-- Excerpted text --
Content starts

Correspondence  |   June 2002
Treatment of Bleeding in Severe Necrotizing Pancreatitis with Recombinant Factor VIIa
Author Affiliations & Notes
  • Erik Svartholm, M.D., Ph.D.
  • *Department of Surgery, Jönköping Hospital, Jönköping, Sweden.
Article Information
Correspondence   |   June 2002
Treatment of Bleeding in Severe Necrotizing Pancreatitis with Recombinant Factor VIIa
Anesthesiology 6 2002, Vol.96, 1528. doi:
Anesthesiology 6 2002, Vol.96, 1528. doi:
To the Editor:—
Recombinant factor VIIa has recently been developed to reduce bleeding complications in hemophilic patients. 1 After injury to the vessel wall, tissue factor (TF) is exposed to the circulating blood and forms complexes with already activated FVII (FVIIa). The complex TF-FVIIa initiates hemostasis at the site of injury by activating FX into FXa, thereby providing the first amount of thrombin. 2 
It has been argued that FVIIa, in combination with extensive tissue damage, sepsis, and disseminated intravascular coagulation would be contraindicated. 3 So far, there are few reports concerning rFVIIa treatment in situations of life-threatening bleeding caused by trauma, 4 bowel surgery in patients with Crohn disease, and bowel lymphoma and profuse gastrointestinal bleeding. 5 This report describes a patient successfully treated with rFVIIa in an attempt to control bleeding from necrotizing pancreatitis.
A 50-yr-old woman was admitted to our hospital with severe gallstone-induced pancreatitis. After initial treatment at the intensive care unit she developed necrosis and a pseudocyst of the pancreas. An attempt to drain this endoscopically resulted in massive hemorrhaging from the splenic artery. Immediate laparotomy was performed with repeated packing. She continued, however, to bleed. During reoperation the aorta was clamped and the diseased part of the pancreas resected. Furthermore, a subtotal gastrectomy, splenectomy, and ligation of the gastric and splenic arteries close to the aortic wall was performed. After declamping there was residual oozing from the region of the resected pancreatic necrotic tissue that was covered with an omental patch. At the end of this second laparotomy she had received 19 l of packed red cells; 4.5 l fresh frozen plasma; 300 g of platelets; prothrombin complex concentrate 1,200, i.e.  , desmopressin 30 μg (Octostim®, Ferring Läkemedel AB, Limhamn, Sweden); antithrombin III 2,000; fibrinogen 1,000 mg; antifibrinolytic therapy with tranexamic acid 1 g; aprotinin 500,000/24 h infusion. Coagulation–fibrinolytic determination showed antithrombin III 47% (normal range > 50%), prothrombintime 32 s (normal range 10–12 s), APTT 35 s (normal range 26–36 s), fibrinogen 1.4 g/L (normal range 2–4 g/l), D-dimer 0.3 mg/ml (normal range < 0.3 mg/ml). She continued, however, to bleed and received another 8 l packed red cells during the next 11 h. She was in a state of circulatory shock.

Content ends

Copy the letter's text between "Correspondence  |   June 2002" and "Svartholm, M.D., Ph.D.", inclusive, changing "Correspondence" to "Letter". The material that comes next has no connection to the letter.

-- Data segment --

Content starts

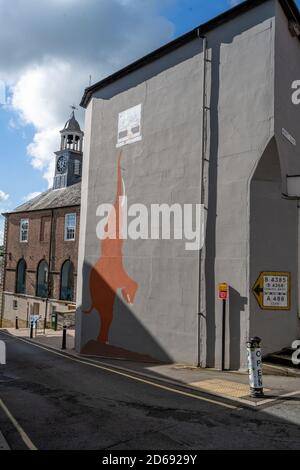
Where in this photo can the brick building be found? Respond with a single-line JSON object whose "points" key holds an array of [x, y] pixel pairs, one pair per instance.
{"points": [[41, 241]]}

Content ends

-- Result --
Letter  |   June 2002
Treatment of Bleeding in Severe Necrotizing Pancreatitis with Recombinant Factor VIIa
Author Affiliations & Notes
  • Erik Svartholm, M.D., Ph.D.